- [TASK DETAILS]:
Format every line of the records below as a numbered list, skipping any blank lines and leaving out the pictures.

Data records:
"""

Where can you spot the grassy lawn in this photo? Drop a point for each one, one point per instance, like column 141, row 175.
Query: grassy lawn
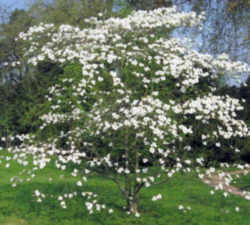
column 17, row 206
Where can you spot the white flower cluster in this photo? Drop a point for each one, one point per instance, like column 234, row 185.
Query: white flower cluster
column 140, row 85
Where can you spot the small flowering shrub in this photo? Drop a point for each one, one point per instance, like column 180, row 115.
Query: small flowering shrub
column 127, row 102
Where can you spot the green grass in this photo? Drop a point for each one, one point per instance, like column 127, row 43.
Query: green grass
column 17, row 206
column 243, row 182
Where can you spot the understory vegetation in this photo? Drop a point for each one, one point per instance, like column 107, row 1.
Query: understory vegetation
column 17, row 206
column 119, row 122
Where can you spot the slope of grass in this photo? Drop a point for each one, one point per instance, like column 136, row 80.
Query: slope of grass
column 18, row 207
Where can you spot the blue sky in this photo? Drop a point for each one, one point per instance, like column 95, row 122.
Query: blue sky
column 15, row 3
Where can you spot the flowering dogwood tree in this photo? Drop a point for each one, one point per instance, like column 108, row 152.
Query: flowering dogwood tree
column 130, row 109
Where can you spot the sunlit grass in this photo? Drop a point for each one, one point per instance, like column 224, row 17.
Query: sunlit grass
column 18, row 207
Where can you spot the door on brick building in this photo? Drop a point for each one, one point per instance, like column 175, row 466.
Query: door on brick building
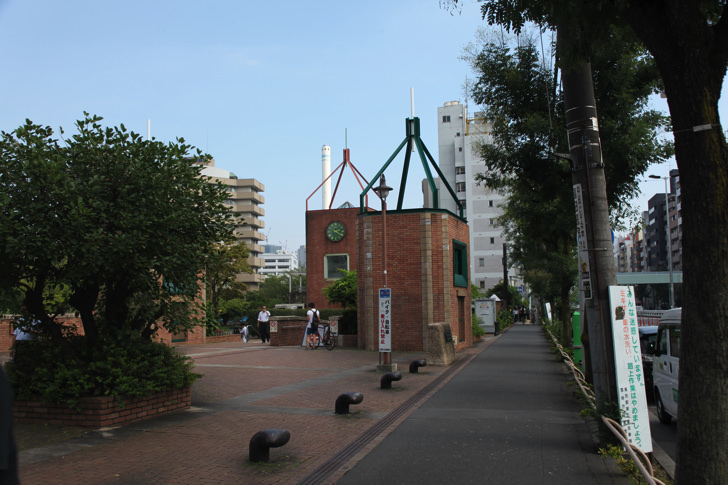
column 461, row 318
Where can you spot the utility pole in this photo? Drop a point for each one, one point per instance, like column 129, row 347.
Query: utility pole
column 597, row 270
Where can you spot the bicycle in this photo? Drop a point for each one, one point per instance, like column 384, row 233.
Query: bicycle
column 328, row 340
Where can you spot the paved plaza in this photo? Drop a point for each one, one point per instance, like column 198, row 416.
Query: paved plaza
column 248, row 387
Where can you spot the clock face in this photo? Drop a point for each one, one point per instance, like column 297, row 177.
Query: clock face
column 335, row 231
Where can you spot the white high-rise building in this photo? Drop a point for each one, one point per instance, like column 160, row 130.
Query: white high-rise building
column 280, row 262
column 459, row 160
column 246, row 202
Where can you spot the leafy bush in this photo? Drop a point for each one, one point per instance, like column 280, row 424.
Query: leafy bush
column 52, row 373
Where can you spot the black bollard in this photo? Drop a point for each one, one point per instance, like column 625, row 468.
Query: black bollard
column 343, row 401
column 263, row 441
column 386, row 382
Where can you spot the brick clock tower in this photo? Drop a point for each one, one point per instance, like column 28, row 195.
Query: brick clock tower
column 419, row 255
column 331, row 244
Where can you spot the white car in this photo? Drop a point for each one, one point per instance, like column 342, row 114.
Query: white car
column 666, row 365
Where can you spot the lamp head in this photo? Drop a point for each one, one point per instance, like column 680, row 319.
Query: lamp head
column 383, row 189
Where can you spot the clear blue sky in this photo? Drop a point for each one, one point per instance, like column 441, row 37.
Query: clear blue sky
column 261, row 86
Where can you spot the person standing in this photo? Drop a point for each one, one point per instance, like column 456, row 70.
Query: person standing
column 312, row 328
column 264, row 325
column 8, row 448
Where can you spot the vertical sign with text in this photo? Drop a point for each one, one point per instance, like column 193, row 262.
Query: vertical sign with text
column 385, row 320
column 628, row 366
column 584, row 272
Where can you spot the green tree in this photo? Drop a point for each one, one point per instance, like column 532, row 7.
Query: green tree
column 226, row 262
column 689, row 43
column 127, row 225
column 538, row 217
column 343, row 291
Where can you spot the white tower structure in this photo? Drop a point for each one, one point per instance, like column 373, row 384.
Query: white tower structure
column 325, row 172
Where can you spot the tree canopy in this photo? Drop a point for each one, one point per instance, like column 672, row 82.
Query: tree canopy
column 127, row 225
column 689, row 43
column 516, row 86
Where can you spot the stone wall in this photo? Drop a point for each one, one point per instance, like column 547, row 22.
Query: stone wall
column 103, row 411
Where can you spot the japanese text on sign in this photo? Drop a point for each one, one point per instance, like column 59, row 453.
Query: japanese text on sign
column 628, row 366
column 385, row 320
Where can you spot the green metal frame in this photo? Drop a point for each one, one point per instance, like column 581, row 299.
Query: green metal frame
column 413, row 138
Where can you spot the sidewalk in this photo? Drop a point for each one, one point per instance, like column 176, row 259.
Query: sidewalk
column 508, row 417
column 503, row 409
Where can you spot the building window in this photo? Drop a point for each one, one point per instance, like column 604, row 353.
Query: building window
column 460, row 263
column 333, row 263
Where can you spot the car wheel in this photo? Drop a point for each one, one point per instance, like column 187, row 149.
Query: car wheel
column 662, row 415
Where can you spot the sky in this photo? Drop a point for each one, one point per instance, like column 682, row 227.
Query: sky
column 260, row 86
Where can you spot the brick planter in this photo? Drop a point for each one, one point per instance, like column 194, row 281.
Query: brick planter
column 100, row 412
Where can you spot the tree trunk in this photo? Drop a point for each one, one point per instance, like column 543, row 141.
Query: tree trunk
column 703, row 163
column 692, row 55
column 590, row 182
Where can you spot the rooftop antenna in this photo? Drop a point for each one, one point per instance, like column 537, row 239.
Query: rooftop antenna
column 412, row 102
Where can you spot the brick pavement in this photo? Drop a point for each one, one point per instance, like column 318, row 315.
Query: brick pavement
column 248, row 387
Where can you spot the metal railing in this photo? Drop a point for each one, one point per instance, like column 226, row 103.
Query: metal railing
column 638, row 456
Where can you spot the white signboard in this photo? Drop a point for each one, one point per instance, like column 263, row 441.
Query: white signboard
column 385, row 320
column 629, row 370
column 584, row 272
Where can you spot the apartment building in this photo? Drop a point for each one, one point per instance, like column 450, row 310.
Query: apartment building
column 246, row 201
column 459, row 160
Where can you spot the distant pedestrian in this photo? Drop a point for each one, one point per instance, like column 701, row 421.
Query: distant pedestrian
column 25, row 332
column 8, row 449
column 314, row 317
column 264, row 325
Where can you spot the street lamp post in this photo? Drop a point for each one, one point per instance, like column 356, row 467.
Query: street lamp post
column 383, row 190
column 669, row 239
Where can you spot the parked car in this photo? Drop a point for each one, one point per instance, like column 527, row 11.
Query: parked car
column 666, row 365
column 648, row 343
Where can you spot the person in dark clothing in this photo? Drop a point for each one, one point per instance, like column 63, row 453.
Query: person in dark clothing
column 8, row 449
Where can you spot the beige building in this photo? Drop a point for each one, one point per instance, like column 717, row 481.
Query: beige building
column 246, row 201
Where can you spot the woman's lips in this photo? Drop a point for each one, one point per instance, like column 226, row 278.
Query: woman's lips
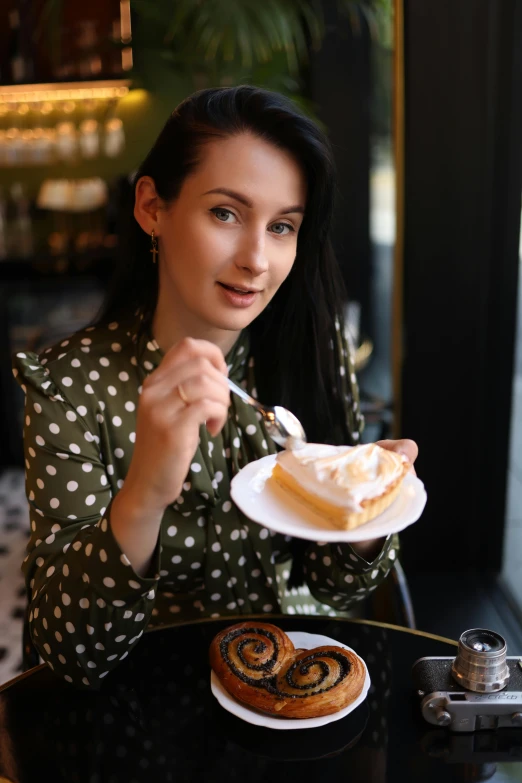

"""

- [FINISHED EXERCISE]:
1. Where can you spot the grassy lawn in this photo? Drop a point for each one, one point per instance, like column 141, row 175.
2. Query: grassy lawn
3. column 17, row 206
4. Where can you spot the white flower cluster in this photo? Drop a point for each one, one point per instance, like column 234, row 185.
5. Query: white flower cluster
6. column 140, row 85
7. Where can you spot the small flowering shrub in this photo? Drop a point for each one, one point per instance, like column 180, row 115.
8. Query: small flowering shrub
9. column 127, row 102
10. Where can you spot the green grass in this photo? Drop a point for each one, one point per instance, like column 127, row 43.
11. Query: green grass
12. column 17, row 206
13. column 243, row 182
14. Where can you spot the understory vegetation in this photo? Drop a point for each one, one point per instance, like column 107, row 1.
15. Query: understory vegetation
16. column 17, row 206
17. column 119, row 122
18. Where can you spot the slope of grass in this photo? Drop a point for each one, one point per instance, like column 136, row 80.
19. Query: slope of grass
20. column 18, row 207
21. Where can you spot the blue sky in this photo? Drop a point for each one, one point per instance, like column 95, row 122.
22. Query: blue sky
23. column 15, row 3
24. Where can you spot the flowering dogwood tree in this photo? Drop a point for each one, one point per instance, like column 108, row 152.
25. Query: flowering dogwood tree
26. column 130, row 109
27. Where can you spot the sunlit grass in this photo? Drop a point for each one, one point per instance, like column 224, row 17.
28. Query: sunlit grass
29. column 18, row 207
30. Where can you spot the door on brick building in this photo? Drop a point for each one, one point per instance, like column 175, row 466.
31. Query: door on brick building
32. column 461, row 318
33. Where can you spot the utility pole in this photo? Drop a point for each one, one point per instance, like column 129, row 347.
34. Query: utility pole
35. column 597, row 270
36. Where can you spot the bicycle in this photo? Drop a point for each one, one point per instance, like column 384, row 233.
37. Query: bicycle
38. column 328, row 340
39. Where can you spot the paved plaza in this photo? Drop a point for each one, one point per instance, like column 198, row 416.
40. Query: paved plaza
41. column 248, row 387
42. Where can you spot the clock face in this photo? Drop a point for each one, one point per instance, like column 297, row 177.
43. Query: clock face
44. column 335, row 231
45. Where can you spot the white high-rise building in this photo? Drop a point for each one, one point per instance, like column 160, row 130.
46. Query: white high-rise building
47. column 280, row 262
48. column 459, row 160
49. column 246, row 202
50. Where can you spot the leafy bush in this photo? Drop a point for each one, one point per instance, like column 280, row 424.
51. Query: leafy bush
52. column 52, row 373
53. Where can you spot the black bollard in this photo? Drop a point for each one, one point per instance, like column 625, row 468.
54. Query: black bollard
55. column 343, row 401
56. column 263, row 441
57. column 386, row 382
58. Where can you spot the brick clock tower in this photo? Drop a point for each one, one point per instance, like column 28, row 195.
59. Query: brick clock tower
60. column 419, row 255
61. column 331, row 244
62. Where can you spot the white car in this photo? Drop a point for each one, one point per instance, like column 342, row 114.
63. Query: white car
64. column 666, row 365
65. Where can you spot the lamp head in this photo? Drop a point for each one, one point per instance, like column 680, row 319.
66. Query: lamp head
67. column 383, row 189
68. Where can you spot the clear blue sky in this photo? Drop a point for each one, one point per instance, like column 441, row 37.
69. Query: clear blue sky
70. column 261, row 86
71. Where can you spot the person standing in this photo? Drop a point for each one, one point per instance, like column 456, row 70.
72. Query: person standing
73. column 312, row 328
74. column 264, row 325
75. column 8, row 448
76. Where can you spot the vertical sign with text in this photo? Drop a point for each one, one point per instance, like column 193, row 262.
77. Query: vertical sign with text
78. column 385, row 320
79. column 628, row 366
80. column 584, row 272
81. Where can you spot the green tree in this photo? Drop a point for each one, one point per instance, like column 532, row 7.
82. Query: green tree
83. column 226, row 262
84. column 689, row 43
85. column 127, row 225
86. column 538, row 217
87. column 343, row 291
88. Where can you spot the white tower structure in this photo? Drop a point for each one, one point per instance, like column 373, row 384.
89. Query: white tower structure
90. column 325, row 172
91. Where can you spot the tree canopy in this photo? Drop a point for each one, one point per instance, like column 672, row 82.
92. Query: tree canopy
93. column 127, row 225
94. column 689, row 43
95. column 516, row 86
96. Where can you spot the stone wall in this photo? Drop a point for each one, one point per instance, like column 547, row 22.
97. Query: stone wall
98. column 103, row 411
99. Where can you spot the japanese text on sign in this photo? Drop a point for each one, one point per instance, like column 59, row 453.
100. Query: japanese text on sign
101. column 628, row 366
102. column 385, row 320
103. Where can you spot the green metal frame in this photo? Drop a point for each one, one point per instance, like column 581, row 299.
104. Query: green metal frame
105. column 413, row 138
106. Where can you spot the sidewalk in this photo? Drop a point for each one, one point per instance, like column 176, row 259.
107. Query: sidewalk
108. column 508, row 417
109. column 503, row 409
110. Where can you spot the building window in this photo? Drop a point for each one, one point per instance, like column 604, row 353.
111. Query: building window
112. column 460, row 263
113. column 333, row 263
114. Where can you spot the car wheel in this photo? Drop a point for each one, one point per instance, like column 187, row 149.
115. Query: car wheel
116. column 662, row 415
117. Where can you spot the sky in this photo? Drop a point for each one, one point per instance, like column 682, row 227.
118. Query: sky
119. column 260, row 86
120. Where can you spot the brick planter in this photo? Drop a point for each one, one point per instance, like column 194, row 281.
121. Query: brick planter
122. column 100, row 412
123. Where can you spot the tree trunk in this photo? Drop a point for each one, one point per instance, like column 543, row 141.
124. Query: tree trunk
125. column 703, row 163
126. column 692, row 55
127. column 590, row 182
128. Where can you spot the rooftop antenna in this photo? Drop a point for each one, one point per instance, like column 537, row 239.
129. Query: rooftop antenna
130. column 412, row 102
131. Where can you spot the brick pavement in this photo? Drop a point for each one, one point per instance, like column 318, row 315.
132. Query: brick pavement
133. column 248, row 387
134. Where can you spot the metal railing in this photo? Drop a point for each one, one point per instance, like column 226, row 103.
135. Query: metal railing
136. column 638, row 456
137. Where can you spot the white signboard in this photo? Drop a point for each one, one point per instance, like column 263, row 441.
138. Query: white signboard
139. column 385, row 320
140. column 629, row 370
141. column 584, row 272
142. Where can you spot the apartment building in this photo? Drop a point for each one, one point per instance, like column 450, row 310.
143. Query: apartment building
144. column 246, row 201
145. column 459, row 160
146. Where can you spot the distant pedestrian in this photo? Drop a point for each one, one point per instance, like column 701, row 421.
147. Query: distant pedestrian
148. column 25, row 332
149. column 8, row 449
150. column 314, row 317
151. column 264, row 325
152. Where can you spot the street lamp post in this photo? Drop a point for each one, one point per instance, like column 356, row 467.
153. Query: street lamp post
154. column 383, row 190
155. column 669, row 239
156. Where can you spot the parked car in this photo? Drop a point for each one, one point per instance, like column 527, row 11.
157. Query: parked car
158. column 666, row 365
159. column 648, row 343
160. Where can you spot the person in dark clothing in this photo? Drop a point for each one, one point per instance, like column 63, row 453.
161. Query: person in dark clothing
162. column 8, row 449
163. Where can you spot the beige building in this photo? Drop a point for each one, one point per instance, like column 717, row 481.
164. Query: beige building
165. column 246, row 201
166. Where can you spot the woman's lips in this photo? Drop a point for each one, one point per instance, like column 226, row 278.
167. Query: woman's lips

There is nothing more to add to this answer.